Start of Input records

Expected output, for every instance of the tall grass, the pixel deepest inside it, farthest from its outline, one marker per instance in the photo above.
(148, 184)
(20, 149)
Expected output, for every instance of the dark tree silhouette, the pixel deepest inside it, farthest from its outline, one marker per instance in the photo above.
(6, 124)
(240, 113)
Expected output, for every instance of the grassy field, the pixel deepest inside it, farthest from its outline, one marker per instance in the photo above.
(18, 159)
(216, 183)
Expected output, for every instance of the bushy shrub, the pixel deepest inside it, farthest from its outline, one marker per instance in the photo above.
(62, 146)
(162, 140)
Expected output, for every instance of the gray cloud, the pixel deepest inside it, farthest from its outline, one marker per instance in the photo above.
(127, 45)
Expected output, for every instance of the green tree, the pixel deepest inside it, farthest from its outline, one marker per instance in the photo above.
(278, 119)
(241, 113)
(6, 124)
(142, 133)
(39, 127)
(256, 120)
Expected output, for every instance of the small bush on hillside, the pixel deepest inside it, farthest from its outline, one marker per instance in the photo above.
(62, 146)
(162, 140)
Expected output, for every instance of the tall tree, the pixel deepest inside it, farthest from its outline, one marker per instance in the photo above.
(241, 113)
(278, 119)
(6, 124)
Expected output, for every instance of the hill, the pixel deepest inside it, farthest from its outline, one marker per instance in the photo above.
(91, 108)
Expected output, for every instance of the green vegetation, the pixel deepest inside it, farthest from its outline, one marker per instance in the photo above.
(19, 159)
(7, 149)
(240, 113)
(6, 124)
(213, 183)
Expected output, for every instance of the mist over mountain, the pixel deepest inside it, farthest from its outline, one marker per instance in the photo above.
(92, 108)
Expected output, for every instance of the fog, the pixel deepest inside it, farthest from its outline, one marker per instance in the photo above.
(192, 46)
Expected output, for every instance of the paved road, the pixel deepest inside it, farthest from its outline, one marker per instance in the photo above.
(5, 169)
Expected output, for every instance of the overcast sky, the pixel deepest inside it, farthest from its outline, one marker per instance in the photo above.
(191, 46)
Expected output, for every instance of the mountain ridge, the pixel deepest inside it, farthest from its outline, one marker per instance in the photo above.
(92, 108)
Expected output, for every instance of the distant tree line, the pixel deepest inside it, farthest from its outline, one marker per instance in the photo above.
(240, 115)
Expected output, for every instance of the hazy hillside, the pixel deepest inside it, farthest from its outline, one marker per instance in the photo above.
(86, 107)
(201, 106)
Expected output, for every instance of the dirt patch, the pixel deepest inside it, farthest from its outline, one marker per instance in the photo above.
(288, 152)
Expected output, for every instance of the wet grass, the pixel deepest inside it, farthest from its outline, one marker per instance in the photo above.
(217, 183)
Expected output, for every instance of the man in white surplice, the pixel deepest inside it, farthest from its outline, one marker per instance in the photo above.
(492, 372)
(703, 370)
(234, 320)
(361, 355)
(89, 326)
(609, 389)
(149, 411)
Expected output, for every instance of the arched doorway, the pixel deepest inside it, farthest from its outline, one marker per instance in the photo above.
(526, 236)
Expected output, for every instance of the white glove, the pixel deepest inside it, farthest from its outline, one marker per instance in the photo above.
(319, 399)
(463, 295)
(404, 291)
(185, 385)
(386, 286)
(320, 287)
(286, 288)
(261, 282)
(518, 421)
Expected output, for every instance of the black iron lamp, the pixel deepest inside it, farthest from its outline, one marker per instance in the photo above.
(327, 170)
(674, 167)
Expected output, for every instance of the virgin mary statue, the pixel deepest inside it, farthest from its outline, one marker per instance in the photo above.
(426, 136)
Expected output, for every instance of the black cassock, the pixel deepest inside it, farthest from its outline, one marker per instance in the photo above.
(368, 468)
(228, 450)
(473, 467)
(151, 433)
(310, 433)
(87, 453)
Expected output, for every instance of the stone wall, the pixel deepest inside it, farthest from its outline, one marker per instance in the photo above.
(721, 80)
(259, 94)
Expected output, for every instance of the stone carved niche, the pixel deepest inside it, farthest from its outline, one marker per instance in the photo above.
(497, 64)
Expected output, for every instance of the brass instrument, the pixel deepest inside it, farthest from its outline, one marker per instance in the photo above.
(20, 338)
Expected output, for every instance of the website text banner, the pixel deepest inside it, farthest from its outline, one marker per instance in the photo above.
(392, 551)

End of Input records

» **Required work**
Reproduce the entries so that each line reads exactly as it did before.

» **Finished task**
Expected output, for every instance of the tall grass, the pixel deepest inside it, farthest from its outline, one marker per instance in the photo above.
(148, 184)
(20, 149)
Expected output, for every instance of the dark tree silhouette, the pixel deepest inside it, farthest from its outline, one marker per instance in the photo above.
(6, 124)
(240, 113)
Expected output, for every instance of the grassy field, the pixel deepest inside it, farthest from its outline, one marker per instance in the photo above.
(18, 159)
(216, 183)
Expected output, for every instance of the bushy shrub, the pixel deepest inside it, farthest from its outline, one marker per instance in the photo above.
(62, 146)
(162, 140)
Expected output, for every instance of the gray cloud, the pixel deepest inside it, farthest from its outline, one marker per instance in the photo above.
(127, 45)
Expected output, for every instance of the green tree, the pixel deepest inside it, farthest from its outline, one marker per instance in the photo above.
(278, 119)
(241, 113)
(6, 124)
(142, 133)
(39, 127)
(256, 120)
Expected output, for every instance of the small bush on hillside, the pixel deepest inside it, farthest from its outline, one marker per instance in the photo above.
(62, 146)
(162, 140)
Expected output, for every instance of the tall tree, the pixel deepest inside it, farthest from its outline, one marker per instance in the photo above.
(241, 113)
(278, 119)
(6, 124)
Expected output, for every instance of the hill, the pixel deepest inside it, farthest from its outline, one marker per instance in the photo above.
(91, 108)
Expected output, for every instance of the green vegetation, the pixel deepest inside it, farthest from its outline, one marker per instance in the photo above.
(19, 159)
(7, 149)
(240, 113)
(6, 124)
(213, 183)
Expected output, for every instance of the mist over mountain, the pixel deepest inside it, farthest from its outline, one marker per instance in the photo above.
(92, 108)
Expected output, for every instance of the fog, the pixel deepest inside it, farthest from its outline, one marker per instance in the photo above.
(192, 46)
Expected output, for every instance of the paved road, the pixel deepest inside it, farthest from its outline, one marker per instance in the photo above.
(5, 169)
Expected output, for every instance of the overcast sky, the pixel deepest inside it, farthest from its outline, one marker per instance in the photo above.
(191, 46)
Expected output, for every instance of the mountain ridge, the pixel deepest inside it, farthest from its outline, one marker per instance in the photo above.
(92, 108)
Expected output, for every instance of the distant tree line, the pixel deepest inside it, farthest from its outline, one marker per instance in the photo above.
(240, 115)
Expected output, for every instance of the hazy hillside, the pixel deepest inside it, farthest from its outline, one marker per instance in the photo above.
(86, 107)
(201, 106)
Expected output, for every instance of the dirt patch, the pixel deepest inside it, farthest from its outline, one marker per instance in the photo above.
(288, 152)
Expected output, for every instance of the wet grass, the pixel deepest inside it, farthest from its outline, one marker per instance in the photo above.
(217, 183)
Expected output, for every instance of the man in white surplice, the pixel deepest inside it, farthest from its outline, one marker per instance in the photo above.
(492, 372)
(703, 370)
(234, 320)
(361, 355)
(89, 326)
(609, 389)
(149, 411)
Expected output, for every instance of the arched doorway, the pixel deepest inside it, farthest from its outline, one marker per instance in the photo above.
(526, 236)
Expected output, for every instance of the white glove, the pixel deepest inside it, farthest from its outline, one marker per instance in the photo above.
(319, 399)
(463, 295)
(404, 291)
(185, 385)
(386, 286)
(320, 287)
(286, 288)
(261, 282)
(518, 421)
Expected output, for every instance of the black iron lamp, the pixel deepest inside it, farthest from its outline, one marker per instance in the photo above.
(327, 170)
(674, 167)
Expected output, for every instance of the virgin mary statue, the pixel deepest inside it, farthest from its outline, one marker per instance in the photo above.
(426, 136)
Expected output, for every instance of the black cassock, the pixel deepest inside it, farthest from its outline, one marker per instance in the photo above.
(368, 468)
(228, 450)
(473, 467)
(151, 433)
(310, 433)
(87, 453)
Expected output, for every instance of the stone wall, the pixel deepest inside it, farthest from its outline, one marker per instance in the photo above.
(721, 80)
(259, 94)
Expected output, for every instance of the stone carved niche, the pixel deepest inside it, farthest from its outline, one marker per instance in the photo above.
(497, 64)
Expected output, for every instance of the brass instrument, the pixel deepest inside it, farthest from its outline, one marker per instance in the photo above.
(20, 338)
Expected output, for every instance of the website text banner, the pixel deepest inside it, farthest from its outline, one marker per instance in the photo above.
(392, 551)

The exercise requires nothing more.